> **GOAL OF THE EXERCISE**:
Every line below that contains the word "plate" must be copied.

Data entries
>>>>

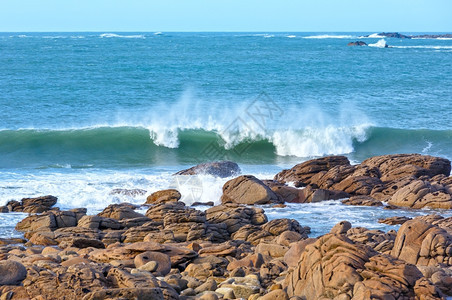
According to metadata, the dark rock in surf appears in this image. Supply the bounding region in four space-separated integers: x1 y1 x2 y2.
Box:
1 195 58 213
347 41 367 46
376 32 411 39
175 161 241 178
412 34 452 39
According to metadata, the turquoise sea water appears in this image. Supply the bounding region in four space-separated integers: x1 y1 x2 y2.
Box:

<<<<
>>>>

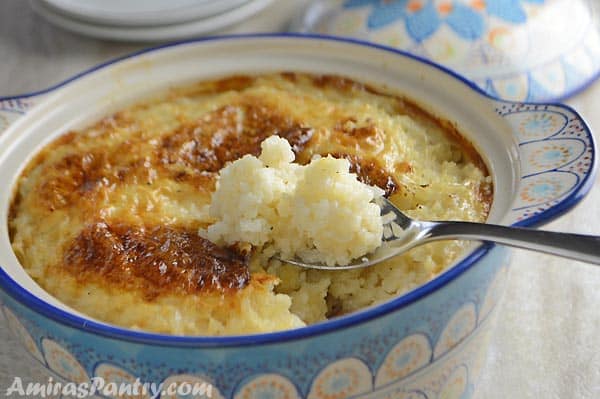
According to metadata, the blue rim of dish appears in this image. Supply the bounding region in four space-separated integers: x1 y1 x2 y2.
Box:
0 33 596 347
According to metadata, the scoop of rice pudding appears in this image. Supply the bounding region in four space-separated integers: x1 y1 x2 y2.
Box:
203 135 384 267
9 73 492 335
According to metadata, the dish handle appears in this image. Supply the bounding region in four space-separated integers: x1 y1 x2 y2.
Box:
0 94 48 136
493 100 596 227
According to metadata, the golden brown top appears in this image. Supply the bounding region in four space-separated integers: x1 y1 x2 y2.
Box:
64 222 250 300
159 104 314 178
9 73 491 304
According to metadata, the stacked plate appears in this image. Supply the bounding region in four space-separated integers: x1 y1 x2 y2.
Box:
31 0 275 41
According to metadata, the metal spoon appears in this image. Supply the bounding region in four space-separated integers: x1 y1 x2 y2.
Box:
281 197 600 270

<<<<
>>>>

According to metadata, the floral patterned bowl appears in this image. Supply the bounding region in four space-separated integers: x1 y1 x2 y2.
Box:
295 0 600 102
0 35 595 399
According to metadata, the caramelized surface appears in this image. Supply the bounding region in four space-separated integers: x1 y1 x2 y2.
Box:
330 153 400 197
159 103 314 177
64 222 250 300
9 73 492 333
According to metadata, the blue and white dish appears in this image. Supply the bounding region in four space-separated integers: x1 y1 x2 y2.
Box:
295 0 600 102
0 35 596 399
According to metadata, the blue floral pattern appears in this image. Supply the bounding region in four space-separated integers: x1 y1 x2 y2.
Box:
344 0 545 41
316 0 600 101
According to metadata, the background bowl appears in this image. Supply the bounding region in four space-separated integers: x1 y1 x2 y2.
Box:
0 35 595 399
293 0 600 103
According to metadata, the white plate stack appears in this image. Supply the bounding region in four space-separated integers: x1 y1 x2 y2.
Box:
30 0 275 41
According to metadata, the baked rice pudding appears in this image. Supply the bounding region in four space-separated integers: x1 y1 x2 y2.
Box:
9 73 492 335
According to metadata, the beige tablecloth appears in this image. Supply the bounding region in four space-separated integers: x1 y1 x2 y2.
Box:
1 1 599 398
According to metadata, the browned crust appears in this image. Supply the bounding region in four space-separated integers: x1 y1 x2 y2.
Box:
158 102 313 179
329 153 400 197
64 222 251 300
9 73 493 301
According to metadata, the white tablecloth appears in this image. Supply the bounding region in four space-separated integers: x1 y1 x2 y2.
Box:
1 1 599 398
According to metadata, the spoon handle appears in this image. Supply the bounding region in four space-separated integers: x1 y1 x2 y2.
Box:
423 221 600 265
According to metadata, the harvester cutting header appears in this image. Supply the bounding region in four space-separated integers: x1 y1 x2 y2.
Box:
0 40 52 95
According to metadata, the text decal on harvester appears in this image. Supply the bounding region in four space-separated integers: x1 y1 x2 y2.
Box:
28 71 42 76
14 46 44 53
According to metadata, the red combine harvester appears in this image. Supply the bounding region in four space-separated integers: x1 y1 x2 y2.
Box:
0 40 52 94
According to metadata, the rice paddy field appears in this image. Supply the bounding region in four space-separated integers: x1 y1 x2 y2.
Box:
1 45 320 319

<<<<

> **EXPECTED OUTPUT**:
According to metadata, the stacked plate appears in this image. Supply the bounding region in four space-separated integers: x1 y1 x2 y2.
According to metadata, the white plate stack appears in this image. Supply the bounding region in four space-separated integers: x1 y1 x2 y2.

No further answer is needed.